## TEXTO PROPUESTO:
######
La movilización de la mayoría de la sociedad, en particular de las mujeres, de los jóvenes y de las minorías, frente a ese peligro ha demostrado la vitalidad de una sociedad civil que asombró a Tocqueville en su momento. El movimiento Black Lives Matter, una amplia protesta multirracial contra el racismo institucionalizado, el movimiento MeToo contra el sexismo, iniciado desde Hollywood, corazón de la cultura estadounidense, y las movilizaciones pacifistas contra las guerras en Oriente Medio han ido creando una nueva conciencia que no desistirá de la lucha por el cambio social tras la victoria electoral.
Ahora bien, la fuerza de esos movimientos y la violencia de los enfrentamientos con la policía en momentos de indignación incontenible han provocado una reacción de temor al caos que Trump aprovechó para sumar a sectores de la clase media blanca, y también del exilio cubano y venezolano, a su núcleo básico de seguidores. Esta ampliación de la base trumpista es lo que no detectaron las encuestas. Y es lo que explica que los demócratas hayan retrocedido en las elecciones legislativas con respecto al 2018, aunque conserven la mayoría en la Cámara de Representantes. La movilización de la protesta social ha incrementado la participación electoral, sobre todo de los jóvenes, que permitió derrotar a Trump en último término. Pero al mismo tiempo galvanizó al fanatismo trumpista y redujo la influencia demócrata entre los sectores moderados.
De modo que el país seguirá dividido entre la nostalgia de un pasado imaginario, que defienden grupos ultranacionalistas supremacistas armas en mano, y un proyecto de futuro por explorar que se está gestando en las grandes ciudades y en sus suburbios. Estas son las claves en profundidad del proceso que estamos viviendo y que puede conducir todavía a una violenta confrontación en los tribunales y en las calles, con el trasfondo de una pandemia fuera de control y un Trump igualmente fuera de control que sigue siendo presidente hasta el 20 de enero.
######
Datos de localización con un punto por instancia
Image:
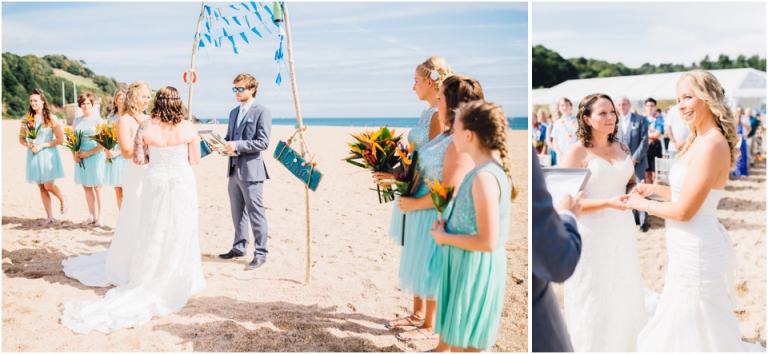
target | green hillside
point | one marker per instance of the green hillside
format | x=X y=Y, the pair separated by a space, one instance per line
x=21 y=74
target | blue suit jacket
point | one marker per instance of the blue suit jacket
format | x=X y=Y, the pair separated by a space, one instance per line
x=252 y=137
x=556 y=247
######
## INSTRUCCIONES DE LA TAREA:
Indica, según el texto sobre la sociedad y las elecciones en Estados Unidos, hasta qué fecha sigue siendo Trump presidente. Responde basándote únicamente en el texto.

## RESPUESTA AL PROBLEMA:
Trump sigue siendo presidente hasta el 20 de enero.